START EXCERPTED DATA

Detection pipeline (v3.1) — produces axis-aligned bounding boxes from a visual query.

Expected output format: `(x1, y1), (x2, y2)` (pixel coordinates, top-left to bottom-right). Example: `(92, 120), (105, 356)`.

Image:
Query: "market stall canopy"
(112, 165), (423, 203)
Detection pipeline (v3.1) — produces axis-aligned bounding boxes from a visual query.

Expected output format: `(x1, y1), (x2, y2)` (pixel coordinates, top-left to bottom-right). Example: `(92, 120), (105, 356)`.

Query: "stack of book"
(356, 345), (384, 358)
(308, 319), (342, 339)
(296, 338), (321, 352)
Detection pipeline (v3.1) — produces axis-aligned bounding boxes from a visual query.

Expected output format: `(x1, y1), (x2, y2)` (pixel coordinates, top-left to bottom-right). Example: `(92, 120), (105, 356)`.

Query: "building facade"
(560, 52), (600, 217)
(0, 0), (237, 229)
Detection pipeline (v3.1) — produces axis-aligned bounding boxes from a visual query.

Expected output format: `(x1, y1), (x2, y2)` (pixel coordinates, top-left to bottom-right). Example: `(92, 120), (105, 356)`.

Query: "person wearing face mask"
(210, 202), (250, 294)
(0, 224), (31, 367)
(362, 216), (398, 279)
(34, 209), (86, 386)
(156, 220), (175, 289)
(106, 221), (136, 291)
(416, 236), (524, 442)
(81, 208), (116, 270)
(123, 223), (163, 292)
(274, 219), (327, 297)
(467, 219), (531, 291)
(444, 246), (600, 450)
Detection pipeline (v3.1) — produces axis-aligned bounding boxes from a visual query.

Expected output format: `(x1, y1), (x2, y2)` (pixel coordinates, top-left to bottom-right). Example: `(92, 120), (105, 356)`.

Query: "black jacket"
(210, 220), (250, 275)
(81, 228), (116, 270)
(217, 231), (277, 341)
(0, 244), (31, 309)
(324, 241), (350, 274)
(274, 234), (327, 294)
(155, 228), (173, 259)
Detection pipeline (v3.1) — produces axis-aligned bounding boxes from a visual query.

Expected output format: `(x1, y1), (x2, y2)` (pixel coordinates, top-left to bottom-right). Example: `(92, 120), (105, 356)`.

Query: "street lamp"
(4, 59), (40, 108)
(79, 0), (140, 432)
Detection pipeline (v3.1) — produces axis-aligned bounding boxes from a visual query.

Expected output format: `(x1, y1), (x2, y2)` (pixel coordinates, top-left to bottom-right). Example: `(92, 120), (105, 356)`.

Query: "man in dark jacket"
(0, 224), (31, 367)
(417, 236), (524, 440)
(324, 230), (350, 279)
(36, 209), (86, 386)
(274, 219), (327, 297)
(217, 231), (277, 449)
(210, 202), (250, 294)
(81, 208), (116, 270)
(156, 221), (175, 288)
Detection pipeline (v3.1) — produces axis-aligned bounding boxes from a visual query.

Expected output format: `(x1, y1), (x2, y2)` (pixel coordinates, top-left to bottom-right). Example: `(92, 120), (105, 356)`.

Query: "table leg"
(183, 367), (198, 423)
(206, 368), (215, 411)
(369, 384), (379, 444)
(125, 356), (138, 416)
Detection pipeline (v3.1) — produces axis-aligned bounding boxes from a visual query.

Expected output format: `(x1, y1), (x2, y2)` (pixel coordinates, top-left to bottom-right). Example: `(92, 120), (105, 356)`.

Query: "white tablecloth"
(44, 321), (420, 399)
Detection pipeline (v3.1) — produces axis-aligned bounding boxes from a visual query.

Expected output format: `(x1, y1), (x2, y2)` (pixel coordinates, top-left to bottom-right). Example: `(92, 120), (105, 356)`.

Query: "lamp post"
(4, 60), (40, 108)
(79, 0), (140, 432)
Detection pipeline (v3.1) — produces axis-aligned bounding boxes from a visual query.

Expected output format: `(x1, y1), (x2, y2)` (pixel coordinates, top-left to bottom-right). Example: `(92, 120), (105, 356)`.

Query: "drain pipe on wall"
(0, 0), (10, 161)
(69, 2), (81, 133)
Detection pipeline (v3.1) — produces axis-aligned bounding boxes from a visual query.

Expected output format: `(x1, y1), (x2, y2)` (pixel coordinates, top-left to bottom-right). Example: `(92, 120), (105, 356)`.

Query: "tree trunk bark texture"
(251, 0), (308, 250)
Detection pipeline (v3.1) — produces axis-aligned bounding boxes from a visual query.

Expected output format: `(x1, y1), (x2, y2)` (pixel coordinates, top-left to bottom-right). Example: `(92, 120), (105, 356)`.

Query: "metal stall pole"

END EXCERPTED DATA

» TASK DESCRIPTION
Return all of the data precisely as it appears.

» WRITTEN RESPONSE
Detection pipeline (v3.1) — produces axis-aligned bounding boxes from a visual query.

Expected output format: `(x1, y1), (x2, y2)` (pixel coordinates, top-left to bottom-right). Example: `(92, 120), (105, 356)`.

Image:
Query: "market stall canopy"
(112, 165), (423, 203)
Detection pipeline (v3.1) — produces axis-aligned bounding boxes from a visual query.

Expected output format: `(x1, y1), (x2, y2)` (pixel coordinates, top-left to bottom-right). Example: `(92, 120), (105, 356)`.

Query: "stack of book"
(356, 345), (384, 358)
(308, 319), (342, 339)
(296, 338), (321, 352)
Detection pipeline (v3.1) — produces axis-aligned bounding boxes from a visual query.

Expected output format: `(x1, y1), (x2, y2)` (pixel coordinates, top-left to bottom-right). Example: `(92, 120), (105, 356)`.

Query: "building facade"
(560, 52), (600, 217)
(0, 0), (237, 229)
Detection pipeline (v3.1) — produces axis-aligned bounding boxes from a visual query.

Expected output format: `(x1, y1), (x2, y2)` (pixel coordinates, top-left to bottom-right). Example: `(92, 120), (105, 356)`.

Query: "person wearing face mask"
(210, 202), (250, 294)
(0, 224), (31, 367)
(362, 216), (398, 279)
(34, 209), (86, 386)
(156, 220), (175, 289)
(106, 221), (136, 291)
(416, 236), (524, 442)
(81, 208), (116, 270)
(123, 223), (163, 292)
(274, 219), (327, 297)
(467, 219), (531, 291)
(444, 246), (600, 450)
Detection pipeline (v3.1) — produces axis-aligned bounding boxes from a visual query.

Expected output format: `(x1, y1), (x2, y2)` (pixel coordinates, top-left to bottom-right). Example: `(92, 120), (105, 356)`.

Query: "black jacket"
(210, 220), (250, 275)
(81, 228), (116, 270)
(217, 231), (277, 341)
(0, 244), (31, 309)
(324, 241), (350, 274)
(274, 234), (327, 294)
(155, 228), (173, 259)
Detection pipeline (v3.1) — produces axis-aligned bounding boxes from a visual query.

Expected output format: `(x1, y1), (x2, y2)` (pixel coordinates, top-left to bottom-right). Example: `(92, 120), (105, 356)`.

Query: "street lamp"
(4, 59), (40, 108)
(79, 0), (140, 432)
Detection pipeline (v3.1) — produces axis-aligned bounding boxes from a visual query.

Expected output format: `(x1, y1), (x2, y2)` (pixel coordinates, top-left to bottom-right). Example: `(92, 120), (105, 356)`.

Query: "man in dark jacket"
(0, 224), (31, 367)
(417, 236), (524, 440)
(324, 230), (350, 279)
(36, 209), (86, 386)
(274, 219), (327, 297)
(217, 231), (277, 449)
(210, 202), (250, 294)
(81, 208), (116, 270)
(156, 221), (175, 288)
Detection pipeline (v3.1) — produces axis-aligned bounding boxes from a visual query.

Expected output format: `(x1, y1), (x2, y2)` (pixel coordinates, top-left to bottom-right). Example: `(92, 120), (105, 356)`.

Query: "table leg"
(183, 367), (198, 423)
(206, 368), (215, 411)
(369, 384), (379, 444)
(125, 356), (138, 416)
Detection pipeline (v3.1) — produces axis-aligned bounding boxes from a visual query.

Expected output format: `(x1, y1), (x2, y2)` (pixel coordinates, top-left to bottom-right). Example: `(92, 120), (105, 356)`.

Query: "white tablecloth"
(44, 321), (420, 399)
Detection pipeline (v3.1) — produces axis-aligned bounding boxes from a visual query.

Expected output format: `(x1, y1), (x2, y2)` (pixel coordinates, top-left to bottom-right). Example: `(92, 120), (105, 356)`.

Query: "lamp post"
(4, 60), (40, 108)
(79, 0), (140, 432)
Detection pipeline (v3.1) — produces axis-aligned bounding boxes from a visual query.

Expected output format: `(x1, y1), (x2, y2)` (pixel coordinates, top-left to bottom-right). Example: `(92, 120), (105, 356)`.

Query: "drain pipe on wall"
(0, 0), (10, 161)
(69, 2), (81, 133)
Detection pipeline (v3.1) — produces axis-aligned bounding boxes from a visual query.

Expected output format: `(x1, y1), (x2, y2)` (pixel coordinates, top-left to bottom-right). Example: `(92, 120), (105, 356)`.

Query: "tree trunk bark texture"
(251, 0), (308, 250)
Detection pipeline (v3.1) — produces axis-aligned bounding boxes from a visual query.

Expected output format: `(x1, y1), (x2, y2)` (pixel coordinates, top-left to bottom-right). Example: `(92, 120), (105, 356)`.

Query: "metal stall pole"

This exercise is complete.